# Exercise objective
Give the listing again word for word. Leave every image out.

*** Opening of Dataset content ***

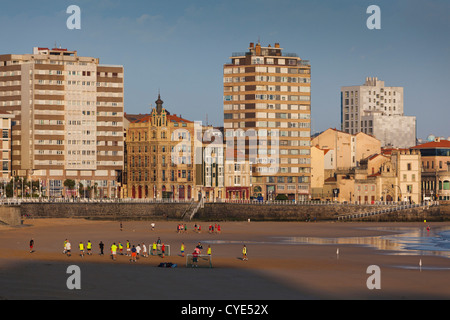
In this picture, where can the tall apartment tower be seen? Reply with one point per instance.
(68, 120)
(377, 110)
(267, 99)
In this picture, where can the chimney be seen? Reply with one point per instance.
(258, 49)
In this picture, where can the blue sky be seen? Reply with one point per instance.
(179, 48)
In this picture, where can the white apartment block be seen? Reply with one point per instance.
(377, 110)
(68, 119)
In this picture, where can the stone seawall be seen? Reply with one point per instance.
(105, 210)
(330, 212)
(226, 211)
(10, 215)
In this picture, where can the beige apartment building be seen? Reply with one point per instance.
(376, 109)
(435, 169)
(5, 150)
(161, 156)
(68, 120)
(238, 177)
(347, 149)
(267, 103)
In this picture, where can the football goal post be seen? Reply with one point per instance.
(158, 251)
(200, 261)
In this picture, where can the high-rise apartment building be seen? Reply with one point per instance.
(377, 110)
(161, 156)
(267, 101)
(5, 150)
(68, 119)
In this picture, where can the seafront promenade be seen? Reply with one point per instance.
(147, 209)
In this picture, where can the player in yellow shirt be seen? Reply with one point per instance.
(89, 247)
(113, 251)
(182, 249)
(81, 246)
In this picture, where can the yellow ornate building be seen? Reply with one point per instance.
(161, 157)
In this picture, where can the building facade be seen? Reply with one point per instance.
(161, 151)
(267, 104)
(5, 150)
(348, 149)
(377, 110)
(68, 120)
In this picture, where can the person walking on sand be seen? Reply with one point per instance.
(113, 251)
(133, 254)
(81, 246)
(128, 248)
(89, 247)
(154, 248)
(244, 253)
(195, 257)
(144, 250)
(101, 246)
(182, 249)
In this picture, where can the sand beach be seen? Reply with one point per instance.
(280, 266)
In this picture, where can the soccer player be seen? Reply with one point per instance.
(101, 246)
(128, 248)
(133, 254)
(89, 247)
(182, 249)
(113, 251)
(81, 246)
(68, 248)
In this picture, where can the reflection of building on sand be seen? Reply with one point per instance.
(411, 241)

*** Close of Dataset content ***

# Result below
In this picture, where can the tall apartment tower be seen? Reply with one point per instance.
(68, 120)
(377, 110)
(267, 99)
In this picture, where can the chimney be seen? Reply with one point per instance.
(258, 49)
In this picture, where can the blue sky be seen? Reply with one point per instance.
(179, 48)
In this picture, where can the white apartment block be seen? Reply with one point per instance.
(377, 110)
(68, 119)
In this picture, where can the stone seawall be seen? Reply with one point per instance.
(105, 210)
(330, 212)
(226, 211)
(10, 215)
In this picture, where can the beige apartment building be seen? Reply with one point per instance.
(376, 109)
(435, 169)
(5, 150)
(161, 156)
(68, 120)
(238, 177)
(347, 149)
(267, 103)
In this picture, where can the football goal post be seen? Reply with one point per instance.
(158, 251)
(200, 261)
In this picture, where can the high-rise apartment building be seen? Reply with one point per instance.
(377, 110)
(161, 156)
(267, 101)
(5, 150)
(68, 119)
In this picture, where can the seafront promenade be seen? Reply with one point per instance.
(147, 209)
In this picture, where can the player in yellow shirt be seen? Reply with one point per instance.
(89, 247)
(113, 251)
(182, 249)
(81, 246)
In this picture, where can the yellow ornate building be seen? Reply with one point per instance.
(161, 157)
In this picture, where can the building facade be seen? Reply with one point per instance.
(161, 151)
(267, 104)
(5, 150)
(348, 149)
(377, 110)
(68, 120)
In this picture, where can the person walking on sand be seen? Reply with one point per instance.
(113, 251)
(133, 254)
(81, 246)
(128, 248)
(89, 247)
(154, 248)
(244, 253)
(195, 257)
(144, 250)
(101, 246)
(182, 249)
In this picture, where can the sand beach be seen? Reply with one point per instance.
(280, 266)
In this picture, where can the soccer player be seen? Reply with one point per instance.
(101, 246)
(128, 248)
(133, 254)
(89, 247)
(182, 249)
(113, 251)
(81, 246)
(68, 248)
In this picture, where can the reflection of building on sand be seen? Reply with one point per instance.
(411, 241)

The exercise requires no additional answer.